__YOUR OBJECTIVE__
The lines to copy are those in the listing that hold the word "form".

__INPUT RECORDS__
%%

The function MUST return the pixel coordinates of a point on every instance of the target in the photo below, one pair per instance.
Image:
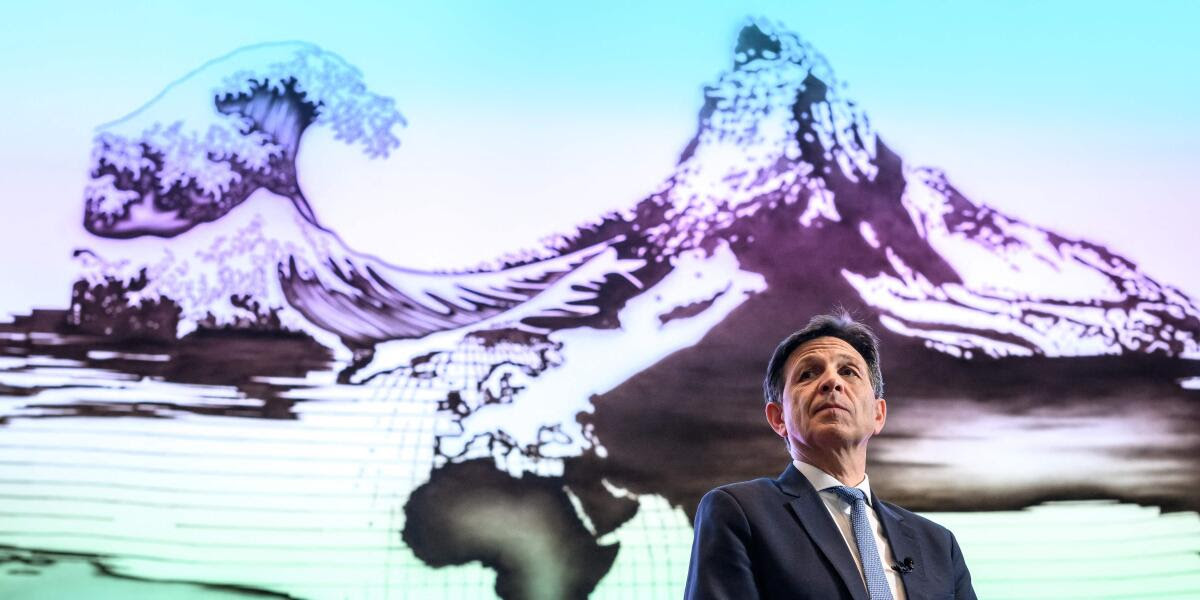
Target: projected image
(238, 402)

%%
%%

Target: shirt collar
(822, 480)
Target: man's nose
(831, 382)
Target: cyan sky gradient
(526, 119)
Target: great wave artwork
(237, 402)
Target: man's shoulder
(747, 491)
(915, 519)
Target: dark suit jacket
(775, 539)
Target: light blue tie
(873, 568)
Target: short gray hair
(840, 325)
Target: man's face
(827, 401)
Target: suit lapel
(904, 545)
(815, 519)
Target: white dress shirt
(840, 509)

%%
%%

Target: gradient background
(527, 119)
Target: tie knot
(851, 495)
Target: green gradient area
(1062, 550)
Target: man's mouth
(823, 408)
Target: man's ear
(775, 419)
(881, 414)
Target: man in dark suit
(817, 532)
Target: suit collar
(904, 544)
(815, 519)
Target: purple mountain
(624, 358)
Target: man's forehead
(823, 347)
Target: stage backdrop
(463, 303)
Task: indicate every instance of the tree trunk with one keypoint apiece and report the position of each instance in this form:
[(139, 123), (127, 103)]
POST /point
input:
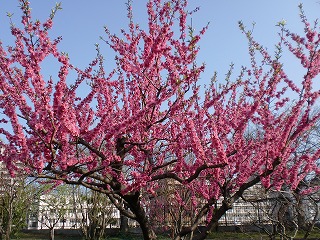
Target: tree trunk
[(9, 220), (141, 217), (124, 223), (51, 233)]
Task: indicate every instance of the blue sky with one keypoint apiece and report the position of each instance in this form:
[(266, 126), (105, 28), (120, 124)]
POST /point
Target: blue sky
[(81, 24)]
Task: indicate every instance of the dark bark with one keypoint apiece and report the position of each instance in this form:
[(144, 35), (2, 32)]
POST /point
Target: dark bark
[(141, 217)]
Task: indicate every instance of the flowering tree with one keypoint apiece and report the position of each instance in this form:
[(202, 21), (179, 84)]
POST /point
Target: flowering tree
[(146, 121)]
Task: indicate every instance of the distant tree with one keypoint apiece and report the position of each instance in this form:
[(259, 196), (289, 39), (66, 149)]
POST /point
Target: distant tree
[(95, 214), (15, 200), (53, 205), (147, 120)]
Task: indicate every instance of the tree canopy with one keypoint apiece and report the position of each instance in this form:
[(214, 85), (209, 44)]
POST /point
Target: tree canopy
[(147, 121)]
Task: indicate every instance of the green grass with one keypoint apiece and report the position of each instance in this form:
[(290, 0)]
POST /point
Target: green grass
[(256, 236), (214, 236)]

%%

__RESPONSE BOX__
Task: indicate every instance of the tree trunk with one keypoint apiece and report the position of each instance in this form:
Task: indicate every instance of the blue sky with one keypoint apiece and report the position of each instance in this form:
Task: indicate every instance of the dark bark with one keypoint apiece and report the position of each instance in this form:
Task: indicate every instance of the flowering tree with one keypoint apiece and report the position of each instance in this form:
Task: indicate every instance of the distant tree with one keypoint apiece and report the position of each instance in this form:
Task: indicate every instance of the tree canopy with one keypoint apiece and report the position of each instance in this form:
Task: indicate every instance of the green grass with one keypoint apiece and report the position of each instance in this form:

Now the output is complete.